[Start of Data entries]
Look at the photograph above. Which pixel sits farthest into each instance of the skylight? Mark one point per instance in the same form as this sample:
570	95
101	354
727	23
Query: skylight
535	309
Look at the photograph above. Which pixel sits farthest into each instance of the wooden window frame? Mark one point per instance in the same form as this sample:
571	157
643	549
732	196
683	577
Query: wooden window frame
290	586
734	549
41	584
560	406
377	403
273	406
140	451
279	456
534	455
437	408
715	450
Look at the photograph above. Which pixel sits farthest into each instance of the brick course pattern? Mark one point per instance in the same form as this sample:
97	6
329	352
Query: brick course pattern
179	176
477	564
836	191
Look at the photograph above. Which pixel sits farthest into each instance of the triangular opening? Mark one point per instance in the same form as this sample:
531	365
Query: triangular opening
[End of Data entries]
Repeat all of the records above line for line, changing nothing.

▶ Exercise result:
Look at the photograph above. Which pixel sits farthest into each instance of the skylight? Mark one point per instance in the same form as this sample:
570	95
101	354
727	23
Query: skylight
535	309
Look at the photograph above. Which pixel sits farthest into each instance of the wooden window frame? Mark one point per instance in the same form as this sample:
571	157
643	549
732	196
683	577
Query: wooden window frame
290	586
734	549
41	584
560	406
377	403
273	406
140	451
279	456
534	455
437	408
715	450
Look at the photograph above. Which pixel sits farthest into each instance of the brick course pattern? Mark one point per instance in the same form as this sample:
97	6
329	352
Query: brick course pattern
179	176
477	564
836	191
Look at the photograph above. Which pixel sits farthest into each instance of the triangular opening? Mark one point per instance in the same form as this sample:
531	365
Query: triangular opening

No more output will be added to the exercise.